◆ BRIEF ◆
Search the entries below for "floor" and copy each matching line.

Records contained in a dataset
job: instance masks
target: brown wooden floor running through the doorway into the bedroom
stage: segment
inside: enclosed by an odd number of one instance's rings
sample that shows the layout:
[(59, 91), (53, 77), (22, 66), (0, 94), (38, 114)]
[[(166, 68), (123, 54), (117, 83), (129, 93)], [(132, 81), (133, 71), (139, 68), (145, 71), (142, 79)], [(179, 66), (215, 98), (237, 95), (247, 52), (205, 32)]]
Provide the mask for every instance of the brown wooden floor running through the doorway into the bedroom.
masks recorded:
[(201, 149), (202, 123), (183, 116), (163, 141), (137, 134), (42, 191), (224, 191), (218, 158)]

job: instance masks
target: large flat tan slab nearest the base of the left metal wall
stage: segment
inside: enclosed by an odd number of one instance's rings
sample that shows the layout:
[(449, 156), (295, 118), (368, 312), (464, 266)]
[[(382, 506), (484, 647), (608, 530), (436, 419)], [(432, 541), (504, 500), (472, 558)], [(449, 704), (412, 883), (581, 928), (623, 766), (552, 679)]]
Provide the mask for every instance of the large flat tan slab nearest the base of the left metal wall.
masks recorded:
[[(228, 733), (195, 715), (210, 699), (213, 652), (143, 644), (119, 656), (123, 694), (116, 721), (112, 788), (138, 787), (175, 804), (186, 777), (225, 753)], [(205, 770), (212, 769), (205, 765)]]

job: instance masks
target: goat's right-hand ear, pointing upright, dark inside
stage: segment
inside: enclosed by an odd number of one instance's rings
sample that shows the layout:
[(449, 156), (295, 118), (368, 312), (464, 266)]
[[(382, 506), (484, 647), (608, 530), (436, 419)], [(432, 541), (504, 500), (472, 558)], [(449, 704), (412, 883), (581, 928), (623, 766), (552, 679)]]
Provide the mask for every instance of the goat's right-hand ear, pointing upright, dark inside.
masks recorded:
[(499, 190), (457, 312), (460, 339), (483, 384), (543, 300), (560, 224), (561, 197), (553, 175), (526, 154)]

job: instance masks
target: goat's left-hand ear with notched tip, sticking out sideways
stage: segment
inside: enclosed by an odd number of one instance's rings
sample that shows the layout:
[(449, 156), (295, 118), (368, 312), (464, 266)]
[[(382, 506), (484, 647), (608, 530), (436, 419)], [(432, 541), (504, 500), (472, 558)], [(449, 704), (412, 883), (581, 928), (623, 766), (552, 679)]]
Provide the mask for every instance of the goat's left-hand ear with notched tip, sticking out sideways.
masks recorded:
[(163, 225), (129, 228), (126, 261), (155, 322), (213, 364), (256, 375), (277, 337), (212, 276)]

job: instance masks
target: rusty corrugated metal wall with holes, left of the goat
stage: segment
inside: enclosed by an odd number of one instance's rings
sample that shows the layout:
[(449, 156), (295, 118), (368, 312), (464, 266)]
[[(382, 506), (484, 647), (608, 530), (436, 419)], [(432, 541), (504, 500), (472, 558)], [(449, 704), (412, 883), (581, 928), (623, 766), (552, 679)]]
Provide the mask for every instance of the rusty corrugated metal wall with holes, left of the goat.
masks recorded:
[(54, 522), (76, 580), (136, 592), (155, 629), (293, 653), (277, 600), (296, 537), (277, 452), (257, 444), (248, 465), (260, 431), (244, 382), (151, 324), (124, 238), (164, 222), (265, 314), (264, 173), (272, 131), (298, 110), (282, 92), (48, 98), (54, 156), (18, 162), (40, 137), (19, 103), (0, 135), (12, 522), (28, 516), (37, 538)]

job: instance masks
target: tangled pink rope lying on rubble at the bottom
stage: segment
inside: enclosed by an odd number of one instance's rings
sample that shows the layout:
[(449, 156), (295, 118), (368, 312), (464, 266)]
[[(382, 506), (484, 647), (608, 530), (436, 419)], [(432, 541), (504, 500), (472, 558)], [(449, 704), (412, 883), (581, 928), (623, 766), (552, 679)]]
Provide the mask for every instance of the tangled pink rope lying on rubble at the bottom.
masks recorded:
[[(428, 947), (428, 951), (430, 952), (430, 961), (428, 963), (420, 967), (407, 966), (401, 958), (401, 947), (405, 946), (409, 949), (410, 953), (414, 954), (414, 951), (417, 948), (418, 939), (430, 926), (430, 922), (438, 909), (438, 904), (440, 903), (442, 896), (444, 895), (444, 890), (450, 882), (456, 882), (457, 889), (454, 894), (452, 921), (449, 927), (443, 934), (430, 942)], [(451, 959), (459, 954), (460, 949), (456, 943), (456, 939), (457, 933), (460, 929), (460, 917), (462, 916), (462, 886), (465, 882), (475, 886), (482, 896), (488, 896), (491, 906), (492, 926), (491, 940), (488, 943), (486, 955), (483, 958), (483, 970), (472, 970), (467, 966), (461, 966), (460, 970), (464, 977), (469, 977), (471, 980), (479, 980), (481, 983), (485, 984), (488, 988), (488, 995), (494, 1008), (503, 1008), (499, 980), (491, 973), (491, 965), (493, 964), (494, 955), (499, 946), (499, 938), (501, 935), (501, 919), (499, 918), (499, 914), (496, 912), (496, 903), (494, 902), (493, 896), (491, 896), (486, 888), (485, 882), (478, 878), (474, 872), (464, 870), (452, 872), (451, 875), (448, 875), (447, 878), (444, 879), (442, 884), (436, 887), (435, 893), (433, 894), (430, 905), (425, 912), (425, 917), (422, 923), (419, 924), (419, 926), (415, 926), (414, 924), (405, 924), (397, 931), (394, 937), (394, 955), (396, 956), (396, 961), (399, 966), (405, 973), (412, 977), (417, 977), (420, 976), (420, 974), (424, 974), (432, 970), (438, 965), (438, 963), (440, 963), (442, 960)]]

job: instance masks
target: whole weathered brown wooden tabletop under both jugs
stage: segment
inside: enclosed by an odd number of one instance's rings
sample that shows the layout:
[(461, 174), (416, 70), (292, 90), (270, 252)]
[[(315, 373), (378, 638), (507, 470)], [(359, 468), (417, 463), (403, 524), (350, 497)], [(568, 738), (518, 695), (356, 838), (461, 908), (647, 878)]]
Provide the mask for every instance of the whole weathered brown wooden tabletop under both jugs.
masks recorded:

◆ RESULT FOR THIS TASK ◆
target: brown wooden floor running through the doorway into the bedroom
Provide the mask for every instance of the brown wooden floor running through the doorway into the bedroom.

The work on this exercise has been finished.